This crab-like structure, with the tank at its head and the various other members of the group scuttling along in close proximity, stands in stark contrast to the style of group play found in Gears of War 2. Here, as I stated earlier, each player is their own autonomous unit, capable of tackling a considerable number of foes depending on the player’s skill level and the equipment they have gathered. The equipment itself, although increasing the character’s power level, relies upon the player’s discretion and understanding as to how to employ it effectively. What happens when the player meets an opposing force that is too great for them to deal with alone? Well, assuming that they have taken care to keep an escape route clear, they can retreat and team-up with one of the other players, or they can dig in and call for help. It is then that the teamwork of the game comes into play, because although formidable as a single unit, when their efforts are combined the players can overcome incredible odds. The players act more like a hive or colony than some curious single entity of character class symbiosis, they are free to act autonomously in the interest of the hive, and yet willing to operate as a swarmed force when faced with a considerably superior antagonist.

Again it comes down to freedom and flexibility. Whilst working as a whole, the players in Gears also get to act as individuals, independent of the group. It’s an important feature because it enhances the player’s own feeling of heroism while at the same time relieving a part of the monotony to be found in MMO dungeon running: the tank pulls; the healer stands back; the ranged DPS stands back; the melee DPS place themselves behind the mobs; and the party shuffles carefully forward to the next group of mobs once the current group is dispatched. In GoW2’s Horde mode, one round (equivalent to a couple of groups of MMO mobs) is rarely tactically the same as another, the players’ tactics will change each time depending on what equipment they currently have, whether they are on one of the particularly tricky ‘ten’ rounds (every ten rounds a wave of extremely difficult mobs must be faced), and just what they plain feel like doing. We have one player who likes to grab up a handful of grenades on occasion and try to take down enemies by attaching said grenades to their foreheads; another player likes to grab the shield and pistol, becoming nigh-indestructible from any frontal assault, and thus ‘tanks’ multiple enemies at a time. Each person’s role can change multiple times in one round, depending on how the fight evolves, and thus the role of the group will change dynamically too: sometimes players are all huddled together defending a fortified position against tough opposition; sometimes they are charging around and zerging into the midst of the enemy; sometimes they are working in pairs, perhaps as snipers, or one person covering the back of another who is tanking with the shield; and sometimes they ‘execute starburst formation’ as Van Hemlock dubs it, and run off in different directions at once, revelling in their own ability, self-sufficiency and power as they take on seemingly overwhelming odds, and prevail.

It’s this difference between individuals playing as a team, and a team playing as individuals that I think is interesting, and I wonder whether it’s time to think about creating classes that are entirely self sufficient but which become greater when played as part of a group. There’s no reason that content cannot be created that will challenge a group of self sufficient characters, and indeed it allows the developers more flexibility in content design, because giving players a level of autonomous action outside of the group’s sphere of influence would allow for less linear and regimented dungeon content.

Now excuse me while I curl up underneath my desk pretending to fix my PC, and dream of Frankenstein crabs and space marine bees.

====================

Written request – Rewrite the text on Gears of War 2 group play from "It’s this difference" to "regimented dungeon content.", using "designers" in place of "developers". The data further down is not needed for anything here.

====================

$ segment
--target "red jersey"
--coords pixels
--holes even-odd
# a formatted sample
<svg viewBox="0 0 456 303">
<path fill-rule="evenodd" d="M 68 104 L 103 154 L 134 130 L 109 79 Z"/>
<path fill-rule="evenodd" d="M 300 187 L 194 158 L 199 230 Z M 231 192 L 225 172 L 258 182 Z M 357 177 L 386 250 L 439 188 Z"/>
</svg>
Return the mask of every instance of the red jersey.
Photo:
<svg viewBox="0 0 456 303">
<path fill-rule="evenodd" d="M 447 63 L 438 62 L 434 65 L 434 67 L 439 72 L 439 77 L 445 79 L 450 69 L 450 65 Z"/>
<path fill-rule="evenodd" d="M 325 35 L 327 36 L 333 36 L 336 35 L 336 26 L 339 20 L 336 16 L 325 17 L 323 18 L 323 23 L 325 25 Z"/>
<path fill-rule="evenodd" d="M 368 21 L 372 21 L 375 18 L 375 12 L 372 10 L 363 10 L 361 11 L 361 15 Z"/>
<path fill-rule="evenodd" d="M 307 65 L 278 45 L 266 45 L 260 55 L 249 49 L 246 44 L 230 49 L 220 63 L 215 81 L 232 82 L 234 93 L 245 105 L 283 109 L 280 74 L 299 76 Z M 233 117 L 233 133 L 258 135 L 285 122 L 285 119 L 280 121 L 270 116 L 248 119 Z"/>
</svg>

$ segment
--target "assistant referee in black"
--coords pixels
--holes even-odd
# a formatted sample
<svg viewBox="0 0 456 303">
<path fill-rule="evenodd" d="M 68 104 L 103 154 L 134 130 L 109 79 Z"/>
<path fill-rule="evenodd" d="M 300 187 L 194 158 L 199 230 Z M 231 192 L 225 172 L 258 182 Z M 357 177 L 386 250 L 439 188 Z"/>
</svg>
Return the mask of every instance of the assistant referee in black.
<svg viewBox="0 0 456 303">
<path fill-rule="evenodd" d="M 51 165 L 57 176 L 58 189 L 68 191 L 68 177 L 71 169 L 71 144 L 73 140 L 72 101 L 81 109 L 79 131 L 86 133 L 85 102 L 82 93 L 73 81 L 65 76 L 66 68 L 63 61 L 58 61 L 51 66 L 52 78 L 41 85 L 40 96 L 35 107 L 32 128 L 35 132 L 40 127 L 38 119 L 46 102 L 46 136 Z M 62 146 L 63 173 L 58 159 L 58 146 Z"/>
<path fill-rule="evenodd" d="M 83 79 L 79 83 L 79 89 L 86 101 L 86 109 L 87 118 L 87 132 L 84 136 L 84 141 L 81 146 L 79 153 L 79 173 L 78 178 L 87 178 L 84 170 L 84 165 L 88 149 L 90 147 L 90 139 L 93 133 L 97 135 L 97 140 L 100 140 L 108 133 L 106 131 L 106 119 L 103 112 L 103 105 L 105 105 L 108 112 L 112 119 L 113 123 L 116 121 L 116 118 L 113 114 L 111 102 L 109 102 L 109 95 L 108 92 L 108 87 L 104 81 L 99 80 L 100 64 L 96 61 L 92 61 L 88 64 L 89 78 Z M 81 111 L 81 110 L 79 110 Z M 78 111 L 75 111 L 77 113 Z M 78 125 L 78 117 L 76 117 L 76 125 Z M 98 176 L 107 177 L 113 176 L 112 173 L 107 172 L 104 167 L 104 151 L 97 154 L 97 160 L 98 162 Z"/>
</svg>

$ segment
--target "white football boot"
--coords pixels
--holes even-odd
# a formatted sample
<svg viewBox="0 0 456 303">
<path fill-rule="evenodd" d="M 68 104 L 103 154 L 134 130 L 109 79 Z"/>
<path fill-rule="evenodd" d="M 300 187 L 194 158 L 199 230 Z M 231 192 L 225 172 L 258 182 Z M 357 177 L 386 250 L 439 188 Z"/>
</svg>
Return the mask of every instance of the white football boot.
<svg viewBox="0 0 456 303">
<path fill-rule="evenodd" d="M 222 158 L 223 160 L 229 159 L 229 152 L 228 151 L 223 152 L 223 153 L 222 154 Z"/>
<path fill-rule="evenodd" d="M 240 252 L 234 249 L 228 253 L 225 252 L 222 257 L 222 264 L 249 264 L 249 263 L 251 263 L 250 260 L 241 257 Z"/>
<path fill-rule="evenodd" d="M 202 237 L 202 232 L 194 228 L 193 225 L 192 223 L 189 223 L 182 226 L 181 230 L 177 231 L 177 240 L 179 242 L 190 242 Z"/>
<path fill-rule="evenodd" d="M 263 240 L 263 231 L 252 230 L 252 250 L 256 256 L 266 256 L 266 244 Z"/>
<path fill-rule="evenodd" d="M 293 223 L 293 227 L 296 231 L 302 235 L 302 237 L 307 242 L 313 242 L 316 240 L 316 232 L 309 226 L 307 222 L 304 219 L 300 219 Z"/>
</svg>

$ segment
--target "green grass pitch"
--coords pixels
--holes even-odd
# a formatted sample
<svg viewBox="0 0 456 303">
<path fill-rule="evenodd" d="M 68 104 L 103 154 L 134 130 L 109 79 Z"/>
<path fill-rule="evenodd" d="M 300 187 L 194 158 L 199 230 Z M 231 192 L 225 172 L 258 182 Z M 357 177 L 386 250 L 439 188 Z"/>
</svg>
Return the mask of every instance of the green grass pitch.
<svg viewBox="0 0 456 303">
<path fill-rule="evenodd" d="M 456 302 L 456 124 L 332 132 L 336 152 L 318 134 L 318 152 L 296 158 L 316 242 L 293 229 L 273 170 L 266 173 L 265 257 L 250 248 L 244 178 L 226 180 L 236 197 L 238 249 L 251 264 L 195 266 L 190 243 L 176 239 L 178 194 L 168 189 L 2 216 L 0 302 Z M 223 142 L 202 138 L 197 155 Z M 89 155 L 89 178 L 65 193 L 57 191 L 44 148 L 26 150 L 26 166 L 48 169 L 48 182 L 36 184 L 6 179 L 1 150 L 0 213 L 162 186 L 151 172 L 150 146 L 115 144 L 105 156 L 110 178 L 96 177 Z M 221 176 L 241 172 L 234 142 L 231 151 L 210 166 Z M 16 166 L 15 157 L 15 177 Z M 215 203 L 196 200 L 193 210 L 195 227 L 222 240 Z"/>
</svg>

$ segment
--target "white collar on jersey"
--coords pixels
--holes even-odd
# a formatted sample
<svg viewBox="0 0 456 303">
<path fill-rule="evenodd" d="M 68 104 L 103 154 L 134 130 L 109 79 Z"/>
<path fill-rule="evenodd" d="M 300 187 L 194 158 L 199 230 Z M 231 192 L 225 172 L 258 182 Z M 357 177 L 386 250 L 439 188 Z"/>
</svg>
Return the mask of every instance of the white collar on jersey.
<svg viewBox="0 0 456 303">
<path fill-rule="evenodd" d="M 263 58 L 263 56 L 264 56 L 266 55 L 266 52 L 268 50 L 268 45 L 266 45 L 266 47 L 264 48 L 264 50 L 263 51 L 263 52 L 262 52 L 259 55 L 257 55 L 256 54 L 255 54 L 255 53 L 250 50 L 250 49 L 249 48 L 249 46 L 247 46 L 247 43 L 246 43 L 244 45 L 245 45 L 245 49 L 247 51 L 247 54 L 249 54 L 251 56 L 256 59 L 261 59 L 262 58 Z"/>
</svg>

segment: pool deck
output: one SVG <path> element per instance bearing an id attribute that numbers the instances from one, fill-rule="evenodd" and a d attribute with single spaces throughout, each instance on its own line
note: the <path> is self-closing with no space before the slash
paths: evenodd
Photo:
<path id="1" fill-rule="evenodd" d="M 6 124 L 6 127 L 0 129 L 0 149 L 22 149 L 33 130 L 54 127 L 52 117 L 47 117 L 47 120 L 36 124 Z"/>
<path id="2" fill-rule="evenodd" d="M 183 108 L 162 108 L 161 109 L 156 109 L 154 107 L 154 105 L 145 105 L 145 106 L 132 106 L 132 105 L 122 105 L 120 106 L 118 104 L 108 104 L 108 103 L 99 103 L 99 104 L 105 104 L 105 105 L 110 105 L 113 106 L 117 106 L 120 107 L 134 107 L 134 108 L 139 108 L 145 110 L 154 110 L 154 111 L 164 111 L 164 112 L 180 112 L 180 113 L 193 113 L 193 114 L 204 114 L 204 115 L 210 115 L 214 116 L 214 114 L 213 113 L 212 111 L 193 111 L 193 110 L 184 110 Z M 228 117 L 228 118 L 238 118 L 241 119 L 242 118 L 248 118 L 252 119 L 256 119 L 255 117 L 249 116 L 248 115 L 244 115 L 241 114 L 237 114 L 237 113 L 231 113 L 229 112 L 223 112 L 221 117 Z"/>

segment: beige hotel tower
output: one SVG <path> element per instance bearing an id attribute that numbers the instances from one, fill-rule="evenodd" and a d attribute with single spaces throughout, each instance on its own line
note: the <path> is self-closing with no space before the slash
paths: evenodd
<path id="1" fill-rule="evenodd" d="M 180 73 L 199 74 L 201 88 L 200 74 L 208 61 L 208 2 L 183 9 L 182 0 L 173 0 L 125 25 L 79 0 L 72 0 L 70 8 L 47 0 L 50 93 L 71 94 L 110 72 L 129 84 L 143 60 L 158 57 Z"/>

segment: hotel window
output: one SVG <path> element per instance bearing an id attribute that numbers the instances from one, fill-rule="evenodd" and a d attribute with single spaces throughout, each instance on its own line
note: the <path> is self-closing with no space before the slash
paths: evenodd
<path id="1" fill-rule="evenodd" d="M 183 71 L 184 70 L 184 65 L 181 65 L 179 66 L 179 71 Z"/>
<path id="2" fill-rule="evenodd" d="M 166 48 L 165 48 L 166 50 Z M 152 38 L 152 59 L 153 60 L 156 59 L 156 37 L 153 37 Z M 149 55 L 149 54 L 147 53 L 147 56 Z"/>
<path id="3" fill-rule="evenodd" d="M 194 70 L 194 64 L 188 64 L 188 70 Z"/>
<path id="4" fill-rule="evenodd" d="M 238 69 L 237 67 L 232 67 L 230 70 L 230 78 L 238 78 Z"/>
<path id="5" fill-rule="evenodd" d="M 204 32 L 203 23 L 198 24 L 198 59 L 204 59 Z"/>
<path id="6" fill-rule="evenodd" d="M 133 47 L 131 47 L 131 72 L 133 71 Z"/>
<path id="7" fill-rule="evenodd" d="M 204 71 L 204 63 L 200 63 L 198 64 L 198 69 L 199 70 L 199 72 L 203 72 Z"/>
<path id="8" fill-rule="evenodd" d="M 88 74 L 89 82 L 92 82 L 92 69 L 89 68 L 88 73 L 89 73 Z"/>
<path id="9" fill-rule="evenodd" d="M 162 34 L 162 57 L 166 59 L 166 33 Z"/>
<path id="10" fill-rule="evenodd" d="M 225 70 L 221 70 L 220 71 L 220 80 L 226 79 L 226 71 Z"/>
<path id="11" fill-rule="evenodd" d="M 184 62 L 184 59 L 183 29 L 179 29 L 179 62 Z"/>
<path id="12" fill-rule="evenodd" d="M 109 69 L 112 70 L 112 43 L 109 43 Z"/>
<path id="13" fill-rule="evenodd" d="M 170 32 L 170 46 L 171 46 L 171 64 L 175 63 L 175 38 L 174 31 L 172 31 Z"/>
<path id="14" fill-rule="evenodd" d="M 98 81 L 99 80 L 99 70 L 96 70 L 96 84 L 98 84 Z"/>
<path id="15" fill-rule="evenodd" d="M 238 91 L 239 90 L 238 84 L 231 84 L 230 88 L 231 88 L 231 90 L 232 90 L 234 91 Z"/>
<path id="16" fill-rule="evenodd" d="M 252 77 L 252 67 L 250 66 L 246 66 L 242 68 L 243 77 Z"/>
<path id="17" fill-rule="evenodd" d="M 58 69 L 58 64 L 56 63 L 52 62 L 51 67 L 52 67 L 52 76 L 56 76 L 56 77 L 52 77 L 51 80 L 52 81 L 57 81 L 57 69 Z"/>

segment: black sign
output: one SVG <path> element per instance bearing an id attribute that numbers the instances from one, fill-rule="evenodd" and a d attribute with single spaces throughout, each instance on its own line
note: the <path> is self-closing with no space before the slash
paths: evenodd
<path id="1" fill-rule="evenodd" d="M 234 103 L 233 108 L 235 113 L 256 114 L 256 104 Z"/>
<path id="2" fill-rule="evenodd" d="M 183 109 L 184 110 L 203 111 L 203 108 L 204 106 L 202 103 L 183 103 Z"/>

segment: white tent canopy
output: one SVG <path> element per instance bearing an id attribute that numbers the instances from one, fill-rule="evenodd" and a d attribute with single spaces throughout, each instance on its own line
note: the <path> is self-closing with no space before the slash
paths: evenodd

====================

Answer to this exercise –
It’s this difference between individuals playing as a team, and a team playing as individuals that I think is interesting, and I wonder whether it’s time to think about creating classes that are entirely self sufficient but which become greater when played as part of a group. There’s no reason that content cannot be created that will challenge a group of self sufficient characters, and indeed it allows the designers more flexibility in content design, because giving players a level of autonomous action outside of the group’s sphere of influence would allow for less linear and regimented dungeon content.